#### What is needed:
Report each line from the entries in which "loose" can be found.

• • • • •

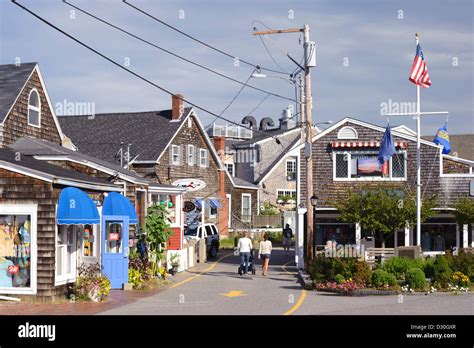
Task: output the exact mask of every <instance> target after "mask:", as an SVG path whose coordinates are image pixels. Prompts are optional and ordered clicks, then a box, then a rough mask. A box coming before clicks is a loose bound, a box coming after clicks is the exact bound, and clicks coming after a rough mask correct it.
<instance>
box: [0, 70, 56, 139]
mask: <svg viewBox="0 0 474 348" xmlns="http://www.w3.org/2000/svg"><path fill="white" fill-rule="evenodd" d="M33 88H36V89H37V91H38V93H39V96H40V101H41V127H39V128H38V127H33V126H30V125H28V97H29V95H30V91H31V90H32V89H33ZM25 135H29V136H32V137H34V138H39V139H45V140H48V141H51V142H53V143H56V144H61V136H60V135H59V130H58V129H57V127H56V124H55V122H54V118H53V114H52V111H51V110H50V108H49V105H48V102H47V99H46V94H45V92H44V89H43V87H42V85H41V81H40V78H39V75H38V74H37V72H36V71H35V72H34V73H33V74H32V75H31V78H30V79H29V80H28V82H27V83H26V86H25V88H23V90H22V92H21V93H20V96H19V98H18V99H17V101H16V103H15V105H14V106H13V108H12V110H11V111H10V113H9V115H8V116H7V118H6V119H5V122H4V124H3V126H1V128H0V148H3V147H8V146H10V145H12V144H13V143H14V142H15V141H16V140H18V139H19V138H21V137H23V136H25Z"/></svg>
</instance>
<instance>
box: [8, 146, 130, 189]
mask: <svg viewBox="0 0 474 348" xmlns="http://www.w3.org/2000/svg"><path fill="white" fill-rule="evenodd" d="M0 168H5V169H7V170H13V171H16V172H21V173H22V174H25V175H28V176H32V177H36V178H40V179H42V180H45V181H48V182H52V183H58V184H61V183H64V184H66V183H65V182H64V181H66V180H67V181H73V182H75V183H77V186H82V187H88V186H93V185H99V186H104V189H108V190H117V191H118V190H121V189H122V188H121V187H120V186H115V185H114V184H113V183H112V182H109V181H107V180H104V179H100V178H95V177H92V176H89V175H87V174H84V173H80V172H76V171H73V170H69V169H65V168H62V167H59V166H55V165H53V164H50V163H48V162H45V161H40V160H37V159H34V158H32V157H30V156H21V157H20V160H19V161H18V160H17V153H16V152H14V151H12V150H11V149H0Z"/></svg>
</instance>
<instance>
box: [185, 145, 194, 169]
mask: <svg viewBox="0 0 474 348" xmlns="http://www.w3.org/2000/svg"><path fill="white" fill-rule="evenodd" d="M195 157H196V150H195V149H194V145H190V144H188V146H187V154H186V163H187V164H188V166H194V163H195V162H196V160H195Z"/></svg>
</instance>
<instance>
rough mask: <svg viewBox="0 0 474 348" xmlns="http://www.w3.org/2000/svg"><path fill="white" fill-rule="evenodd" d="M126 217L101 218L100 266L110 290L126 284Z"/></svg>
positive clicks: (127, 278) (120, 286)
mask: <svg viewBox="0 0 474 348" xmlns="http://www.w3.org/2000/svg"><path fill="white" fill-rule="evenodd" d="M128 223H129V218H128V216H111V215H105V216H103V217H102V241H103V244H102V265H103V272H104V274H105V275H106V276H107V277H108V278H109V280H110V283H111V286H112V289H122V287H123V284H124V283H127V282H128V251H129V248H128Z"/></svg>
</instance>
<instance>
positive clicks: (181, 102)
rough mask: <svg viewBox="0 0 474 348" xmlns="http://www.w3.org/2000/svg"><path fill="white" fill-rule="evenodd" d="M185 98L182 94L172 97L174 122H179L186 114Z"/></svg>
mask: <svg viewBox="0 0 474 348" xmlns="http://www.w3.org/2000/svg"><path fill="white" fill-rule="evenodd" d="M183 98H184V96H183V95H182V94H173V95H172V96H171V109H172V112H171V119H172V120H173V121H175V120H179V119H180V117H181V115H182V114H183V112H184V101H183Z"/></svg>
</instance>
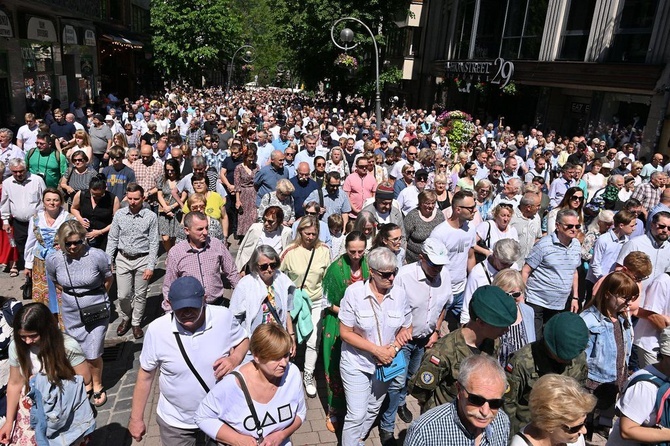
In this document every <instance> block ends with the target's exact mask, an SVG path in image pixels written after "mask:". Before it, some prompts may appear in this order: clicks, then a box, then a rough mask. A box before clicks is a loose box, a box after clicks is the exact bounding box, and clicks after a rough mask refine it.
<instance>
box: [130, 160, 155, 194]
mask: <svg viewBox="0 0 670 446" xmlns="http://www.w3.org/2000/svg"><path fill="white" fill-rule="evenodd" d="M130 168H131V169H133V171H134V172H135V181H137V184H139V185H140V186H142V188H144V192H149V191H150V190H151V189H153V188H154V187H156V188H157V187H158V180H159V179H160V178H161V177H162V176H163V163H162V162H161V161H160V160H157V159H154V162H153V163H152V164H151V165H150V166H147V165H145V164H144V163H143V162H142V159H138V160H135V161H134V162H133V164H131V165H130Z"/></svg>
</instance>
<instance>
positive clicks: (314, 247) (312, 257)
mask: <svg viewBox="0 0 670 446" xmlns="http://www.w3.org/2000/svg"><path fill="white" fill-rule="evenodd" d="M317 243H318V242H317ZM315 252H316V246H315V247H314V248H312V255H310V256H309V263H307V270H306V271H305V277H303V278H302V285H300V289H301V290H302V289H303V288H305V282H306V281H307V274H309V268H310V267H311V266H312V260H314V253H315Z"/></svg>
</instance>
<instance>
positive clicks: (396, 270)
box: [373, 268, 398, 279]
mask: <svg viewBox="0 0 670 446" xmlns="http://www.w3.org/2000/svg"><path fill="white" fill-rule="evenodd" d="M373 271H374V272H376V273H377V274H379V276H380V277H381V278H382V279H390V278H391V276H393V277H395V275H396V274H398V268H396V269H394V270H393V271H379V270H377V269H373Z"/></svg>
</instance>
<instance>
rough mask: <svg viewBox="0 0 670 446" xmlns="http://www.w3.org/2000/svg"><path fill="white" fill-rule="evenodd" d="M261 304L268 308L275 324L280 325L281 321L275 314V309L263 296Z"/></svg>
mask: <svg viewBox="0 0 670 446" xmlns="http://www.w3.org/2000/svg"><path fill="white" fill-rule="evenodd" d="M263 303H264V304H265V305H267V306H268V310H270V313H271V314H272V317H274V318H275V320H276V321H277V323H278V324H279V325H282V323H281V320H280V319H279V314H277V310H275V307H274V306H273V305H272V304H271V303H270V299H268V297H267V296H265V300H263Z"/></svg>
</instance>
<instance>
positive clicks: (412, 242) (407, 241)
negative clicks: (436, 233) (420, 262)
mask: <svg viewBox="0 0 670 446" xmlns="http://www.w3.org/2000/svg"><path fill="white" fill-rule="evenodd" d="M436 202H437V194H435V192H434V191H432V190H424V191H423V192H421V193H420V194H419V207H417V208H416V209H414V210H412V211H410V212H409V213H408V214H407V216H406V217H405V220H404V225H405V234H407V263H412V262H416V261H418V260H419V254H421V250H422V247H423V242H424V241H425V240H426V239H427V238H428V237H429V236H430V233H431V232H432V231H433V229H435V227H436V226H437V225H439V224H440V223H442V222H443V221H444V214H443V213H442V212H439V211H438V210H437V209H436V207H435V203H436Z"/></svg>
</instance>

• • • • •

#### Answer below:
Task: output the exact mask of every <instance> target after "mask:", as an SVG path whose coordinates are image pixels. Prompts are optional and ordered clicks, then a box, then a rough mask. A box coming before clicks is a loose bound, a box coming after clicks is the exact bound, and clicks coming after a rough mask correct it.
In this document every <instance> block ends with the target's exact mask, an SVG path in image pixels written after "mask:". Before it, some prompts may appear in this order: clicks, then a box, then a rough mask. A box before clicks is a loose box, a box after clicks is the exact bounding box, and clicks after a rough mask refine it.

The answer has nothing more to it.